▶ [Problem statement]
The reply should contain all the data below, repeated exactly, and none of the images.

********************

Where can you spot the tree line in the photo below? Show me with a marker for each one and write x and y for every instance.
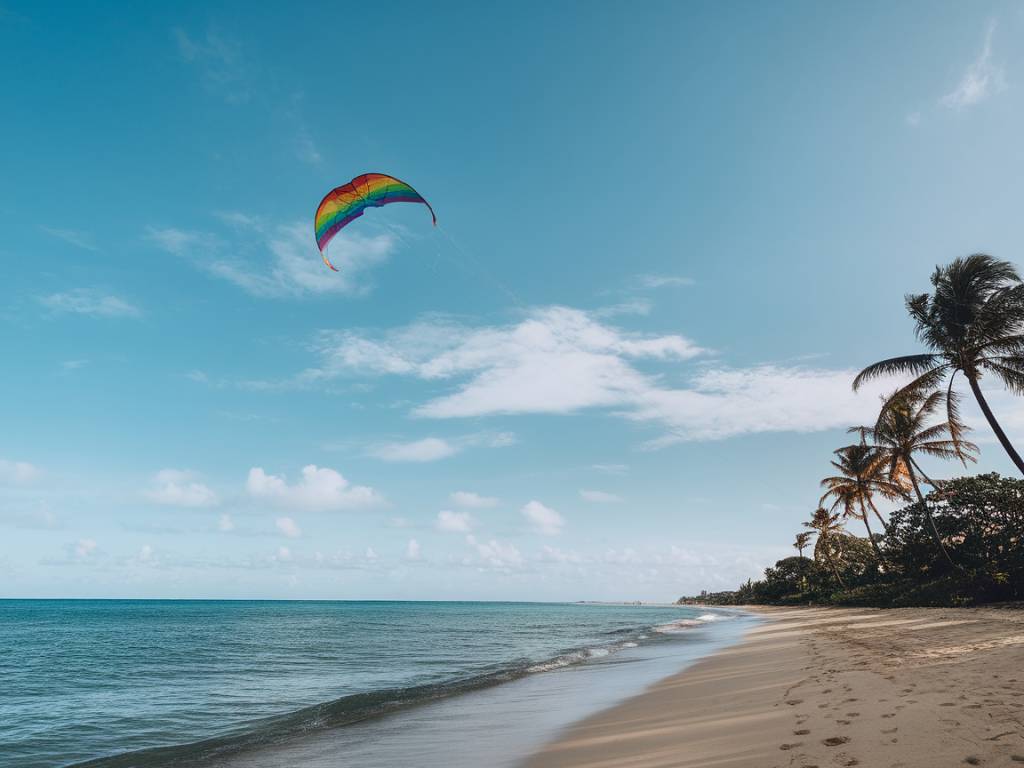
(953, 542)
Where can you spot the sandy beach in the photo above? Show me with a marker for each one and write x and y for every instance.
(906, 688)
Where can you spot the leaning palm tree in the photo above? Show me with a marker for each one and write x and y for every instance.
(972, 324)
(802, 542)
(903, 431)
(827, 526)
(862, 475)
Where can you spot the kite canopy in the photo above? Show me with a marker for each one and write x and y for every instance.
(346, 203)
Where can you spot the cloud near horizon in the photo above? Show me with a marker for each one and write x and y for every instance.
(320, 488)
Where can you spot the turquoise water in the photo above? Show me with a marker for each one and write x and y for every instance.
(163, 683)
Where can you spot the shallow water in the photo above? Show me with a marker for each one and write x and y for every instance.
(161, 683)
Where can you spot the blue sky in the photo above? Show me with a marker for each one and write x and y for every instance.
(669, 235)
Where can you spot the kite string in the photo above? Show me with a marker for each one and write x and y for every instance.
(481, 268)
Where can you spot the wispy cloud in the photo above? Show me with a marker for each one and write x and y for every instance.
(454, 522)
(13, 472)
(427, 450)
(175, 487)
(472, 501)
(91, 302)
(434, 449)
(982, 79)
(74, 237)
(543, 519)
(288, 526)
(560, 360)
(663, 281)
(280, 261)
(599, 497)
(320, 488)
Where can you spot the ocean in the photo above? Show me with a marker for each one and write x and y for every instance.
(120, 683)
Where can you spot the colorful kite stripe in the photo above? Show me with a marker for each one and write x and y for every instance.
(346, 203)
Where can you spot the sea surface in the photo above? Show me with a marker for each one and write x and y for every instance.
(122, 683)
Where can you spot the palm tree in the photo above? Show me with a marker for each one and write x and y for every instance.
(902, 431)
(802, 542)
(973, 324)
(862, 474)
(827, 526)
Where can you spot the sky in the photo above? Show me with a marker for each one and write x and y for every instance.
(670, 233)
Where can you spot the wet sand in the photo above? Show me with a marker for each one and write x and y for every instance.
(817, 687)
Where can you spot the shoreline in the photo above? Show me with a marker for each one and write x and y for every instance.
(908, 687)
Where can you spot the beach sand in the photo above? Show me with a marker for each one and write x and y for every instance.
(906, 688)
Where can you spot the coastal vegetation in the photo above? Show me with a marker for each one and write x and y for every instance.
(948, 542)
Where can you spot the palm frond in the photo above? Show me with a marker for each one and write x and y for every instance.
(907, 364)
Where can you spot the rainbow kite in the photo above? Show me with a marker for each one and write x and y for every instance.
(346, 203)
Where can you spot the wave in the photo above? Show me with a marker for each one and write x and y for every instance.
(682, 625)
(358, 707)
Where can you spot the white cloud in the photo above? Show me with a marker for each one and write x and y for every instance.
(543, 519)
(177, 487)
(599, 497)
(427, 450)
(318, 489)
(288, 526)
(434, 449)
(284, 263)
(84, 548)
(74, 237)
(556, 360)
(413, 550)
(17, 472)
(495, 554)
(724, 402)
(454, 522)
(88, 301)
(982, 79)
(560, 360)
(472, 501)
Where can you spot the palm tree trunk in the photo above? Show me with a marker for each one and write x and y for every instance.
(1008, 446)
(921, 472)
(870, 537)
(878, 514)
(832, 563)
(928, 514)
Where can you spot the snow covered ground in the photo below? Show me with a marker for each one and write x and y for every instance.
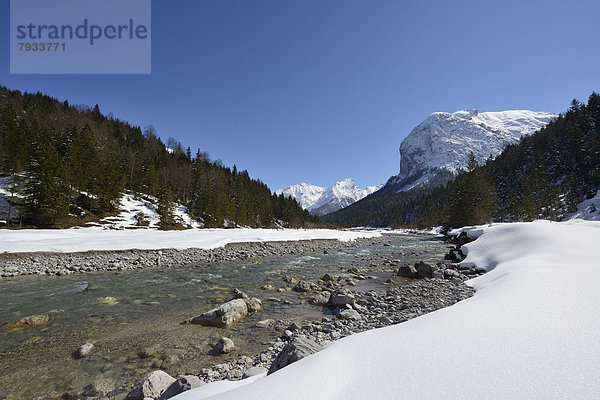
(588, 209)
(87, 239)
(132, 205)
(531, 331)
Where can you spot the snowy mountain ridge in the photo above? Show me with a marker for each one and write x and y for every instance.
(324, 200)
(439, 147)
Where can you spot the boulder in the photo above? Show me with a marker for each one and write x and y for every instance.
(407, 271)
(438, 274)
(295, 350)
(348, 313)
(253, 304)
(424, 270)
(152, 386)
(85, 350)
(182, 384)
(319, 299)
(302, 286)
(253, 371)
(341, 298)
(224, 315)
(26, 322)
(225, 345)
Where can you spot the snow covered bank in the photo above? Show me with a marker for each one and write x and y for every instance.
(87, 239)
(588, 210)
(531, 331)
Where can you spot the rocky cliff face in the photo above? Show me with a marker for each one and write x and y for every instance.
(439, 147)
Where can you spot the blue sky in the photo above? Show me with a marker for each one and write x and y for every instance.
(320, 90)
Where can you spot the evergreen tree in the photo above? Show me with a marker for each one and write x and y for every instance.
(165, 207)
(46, 194)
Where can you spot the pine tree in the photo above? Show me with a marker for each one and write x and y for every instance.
(165, 207)
(46, 194)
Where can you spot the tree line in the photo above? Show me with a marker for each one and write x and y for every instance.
(70, 164)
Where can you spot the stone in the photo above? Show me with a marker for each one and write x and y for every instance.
(266, 323)
(302, 286)
(182, 384)
(349, 313)
(295, 350)
(152, 386)
(224, 315)
(327, 278)
(26, 322)
(225, 345)
(319, 299)
(253, 304)
(238, 294)
(85, 350)
(109, 300)
(100, 387)
(424, 270)
(289, 279)
(253, 371)
(407, 271)
(450, 273)
(341, 298)
(438, 274)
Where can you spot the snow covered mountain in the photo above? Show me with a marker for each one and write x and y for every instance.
(439, 147)
(324, 200)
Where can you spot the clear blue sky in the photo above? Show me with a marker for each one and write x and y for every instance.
(320, 90)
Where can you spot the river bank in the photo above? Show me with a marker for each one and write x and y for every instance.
(60, 264)
(133, 316)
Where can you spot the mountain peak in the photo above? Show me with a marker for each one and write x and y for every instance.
(323, 200)
(439, 147)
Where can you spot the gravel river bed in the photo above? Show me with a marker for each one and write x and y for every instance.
(131, 306)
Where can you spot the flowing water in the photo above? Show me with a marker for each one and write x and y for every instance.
(134, 318)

********************

▶ [Solution]
Where can you spot the tree line in the photo below? Show me with a marker for each one and write x and y for every instance.
(953, 542)
Where can you spot the sandy beach in the photo above? Show me with a marker for each one and write x and y for every instance.
(906, 688)
Where can you spot the leaning palm tree in the photo above? Show me with a marker for each one and write x and y for every instance.
(972, 324)
(802, 542)
(903, 431)
(827, 526)
(862, 475)
Where can you spot the kite canopy in the photo above? Show me with a marker for each one and write x and y for every instance.
(346, 203)
Where can you spot the cloud near horizon in the photo above? Show me with a marker for each one and write x and y for every instance.
(320, 488)
Where can you spot the turquoise water in the photo above? Show me with a marker for each one and write x and y for every instance.
(163, 683)
Where can you spot the shallow water in the photo above? Show me with a marker for each one and write x and y for every instance.
(161, 683)
Where can you spot the blue sky in the photo above? Show me with a marker for each one and write x and y for every instance.
(669, 235)
Where can you spot the kite string in the photo above? Show me with a marker for each one and write x and y for every instance.
(481, 268)
Where can you spot the wispy cloud in the photo above? Show me with a marker for each one and write x and y for every instance.
(454, 522)
(13, 472)
(427, 450)
(175, 487)
(472, 501)
(91, 302)
(434, 449)
(982, 79)
(74, 237)
(543, 519)
(288, 526)
(560, 360)
(663, 281)
(280, 261)
(599, 497)
(320, 488)
Where can you spot the ocean in the photo above? Show me with a marker for each one and write x and y for every instance.
(120, 683)
Where can you spot the colorful kite stripe in the photo above? Show me with a marker for each one and write x and y for every instance.
(346, 203)
Where can you spot the sea surface in the photo above? Show me with a marker for each one and write x and y for every instance.
(122, 683)
Where can you spot the palm tree in the photo above? Show me with a marker for each one and write x and y for every instance.
(902, 431)
(802, 542)
(973, 324)
(862, 474)
(827, 526)
Where can you spot the sky in the photo above? Show me with a marker for each one and write x and y for every instance.
(670, 233)
Where can you spot the wet sand in the photo above? Show me with a marker for each one and write x and y for every instance.
(817, 687)
Where can you spot the shoreline in the photo above? Show me with a marker for each one and write x and y for every instance.
(908, 687)
Where can you spot the beach sand in the photo above? Show me with a marker for each one and write x and y for every instance.
(906, 688)
Where can you spot the coastal vegetation in the photo above? Show me with a marker for each one and write x and y for every instance.
(948, 542)
Where can you spot the palm frond in the photo above? Show me with a marker for each one and write x and y for every instance.
(907, 364)
Where can you spot the rainbow kite in the photo above? Show me with a marker for each one and write x and y for every instance.
(346, 203)
Where can you spot the wave in the photo above? Show me with a marker for each one and write x and y for every instance.
(682, 625)
(358, 707)
Where can you spot the white cloud in the photo above? Show me with a marker for each one and write x and y for every instance.
(543, 519)
(177, 487)
(599, 497)
(427, 450)
(318, 489)
(288, 526)
(434, 449)
(284, 263)
(84, 548)
(74, 237)
(556, 360)
(413, 550)
(17, 472)
(495, 554)
(724, 402)
(454, 522)
(88, 301)
(982, 79)
(560, 360)
(472, 501)
Where can you spot the palm tree trunk in the photo above? Show me with a marker for each one and write x and y for every instance.
(1008, 446)
(921, 472)
(870, 537)
(878, 514)
(832, 563)
(928, 514)
Where can you spot the snow covered ground in the photo below? Show me with a marker for each one and write x and y for every instance.
(588, 209)
(87, 239)
(132, 205)
(531, 331)
Where can you spot the snowy mountain ridge in the photo above? Show me with a marker for each one and write x and y for every instance.
(324, 200)
(439, 147)
Where can you spot the boulder in the photo above? Show me with a marker for each one and write x and y for every instance.
(407, 271)
(438, 274)
(295, 350)
(348, 313)
(253, 304)
(424, 270)
(152, 386)
(85, 350)
(182, 384)
(319, 299)
(302, 286)
(253, 371)
(341, 298)
(224, 315)
(26, 322)
(225, 345)
Where can you spot the snow covered bank in the photo above? Show me with a marker for each one and write x and y for every instance.
(87, 239)
(588, 210)
(531, 331)
Where can you spot the rocky cliff face in the photo above? Show me with a marker for each one and write x and y for every instance.
(439, 147)
Where can you spot the blue sky in the photo above? Show me with a marker for each one and write x and y for every instance.
(320, 90)
Where can you spot the evergreen tree in the photo above? Show me with a marker for each one and write x and y for every instance.
(165, 207)
(46, 194)
Where can you spot the pine tree in the photo above? Show me with a marker for each one and write x and y for every instance.
(165, 207)
(46, 194)
Where can you spot the tree line in the photo above? Show me with a marker for each one and write x and y for every instance.
(70, 164)
Where can you spot the stone in the photo above? Show me with a marker for each one and write x and y for every instance.
(266, 323)
(302, 286)
(182, 384)
(349, 313)
(295, 350)
(152, 386)
(224, 315)
(327, 278)
(26, 322)
(225, 345)
(319, 299)
(253, 304)
(238, 294)
(85, 350)
(109, 300)
(100, 387)
(424, 270)
(289, 279)
(253, 371)
(407, 271)
(450, 273)
(341, 298)
(438, 274)
Where can you spot the snow covered mountain in the photo above? Show me with a marker for each one and write x and y for every instance.
(439, 147)
(324, 200)
Where can you spot the clear blue sky in the photo above? Show me with a marker for each one and write x and y for every instance.
(320, 90)
Where can you spot the river bank in the photo above? Show me with a marker for each one and write x and y for every instance.
(60, 264)
(133, 316)
Where can you spot the mountain peak in the photo above? Show me with a marker for each one and write x and y for every instance.
(323, 200)
(439, 147)
Where can you spot the gravel river bed in the photo above? Show me with a marker for each one and write x and y for every instance.
(131, 306)
Where can you spot the flowing water in the photo above? Show me with a marker for each one and write x and y for every instance.
(134, 318)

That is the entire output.